**Dataset records:**
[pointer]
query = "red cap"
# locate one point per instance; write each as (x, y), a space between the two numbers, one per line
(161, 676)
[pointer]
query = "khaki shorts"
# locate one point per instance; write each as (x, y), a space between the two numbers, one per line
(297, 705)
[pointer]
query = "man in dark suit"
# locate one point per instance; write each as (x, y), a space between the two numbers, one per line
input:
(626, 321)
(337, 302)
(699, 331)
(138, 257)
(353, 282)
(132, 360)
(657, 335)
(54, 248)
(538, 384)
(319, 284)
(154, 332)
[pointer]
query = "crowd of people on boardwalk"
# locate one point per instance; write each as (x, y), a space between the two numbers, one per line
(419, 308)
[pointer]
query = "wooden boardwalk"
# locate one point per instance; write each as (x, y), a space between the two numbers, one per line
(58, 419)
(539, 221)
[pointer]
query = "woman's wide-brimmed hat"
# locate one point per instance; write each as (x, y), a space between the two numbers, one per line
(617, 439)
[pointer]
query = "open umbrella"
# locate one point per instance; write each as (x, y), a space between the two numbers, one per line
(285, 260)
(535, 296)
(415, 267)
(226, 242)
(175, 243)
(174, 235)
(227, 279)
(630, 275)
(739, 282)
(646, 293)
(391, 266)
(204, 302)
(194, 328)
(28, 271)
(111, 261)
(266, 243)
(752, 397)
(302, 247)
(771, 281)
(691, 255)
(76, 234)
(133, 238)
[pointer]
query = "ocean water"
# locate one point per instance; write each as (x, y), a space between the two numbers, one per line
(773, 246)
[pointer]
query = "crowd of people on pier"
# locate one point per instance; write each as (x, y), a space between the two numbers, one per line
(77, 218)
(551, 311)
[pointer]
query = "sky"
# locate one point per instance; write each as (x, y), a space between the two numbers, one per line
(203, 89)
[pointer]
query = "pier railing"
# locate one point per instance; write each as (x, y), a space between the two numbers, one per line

**Instructions to follow:**
Using the data above, output each line exactly.

**Worked solution:**
[pointer]
query = "red cap"
# locate one point per instance; write each as (x, y), a space between the two numbers, one per line
(161, 676)
[pointer]
query = "khaki shorts"
# locate one point per instance; write each as (x, y), a space between the two numbers, one per line
(297, 705)
[pointer]
query = "man in dark suit"
# locate one point per instance; write each as (x, y), a space between the two numbers, one per line
input:
(626, 321)
(337, 302)
(699, 331)
(138, 257)
(353, 282)
(132, 360)
(657, 335)
(54, 248)
(538, 384)
(319, 284)
(154, 332)
[pointer]
query = "crowd of people on boardwalk"
# locate one point per instance; write each as (x, y), a space between the two numbers, one per line
(419, 308)
[pointer]
query = "wooden boardwalk"
# locate one point per instance; write each as (x, y), a space between the two numbers, one per line
(58, 419)
(539, 221)
[pointer]
query = "woman's wide-brimmed hat"
# locate one point per instance; write each as (x, y), a space between the two numbers, one per line
(617, 439)
[pointer]
query = "open umbrella"
# locate one point per instance; write each as (x, y), a space between the two numbers, one per line
(285, 260)
(535, 296)
(415, 267)
(226, 242)
(175, 243)
(174, 235)
(227, 279)
(630, 275)
(739, 282)
(646, 293)
(391, 266)
(204, 302)
(194, 328)
(28, 271)
(111, 261)
(266, 243)
(752, 397)
(302, 247)
(771, 281)
(691, 255)
(76, 234)
(133, 238)
[pointer]
query = "ocean water"
# locate one point per instance; write each as (x, y), a space between the two numbers, one per line
(773, 246)
[pointer]
query = "crowd of people on pier"
# locate one point per instance; write each as (x, y), a space between the two numbers, one per line
(77, 218)
(551, 311)
[pointer]
query = "sky"
# locate one point per instance; write each as (x, y), a space between the two numbers, one per line
(203, 89)
[pointer]
query = "pier railing"
# locate one point per instance; write each as (x, y), a space between the two numbers, one per line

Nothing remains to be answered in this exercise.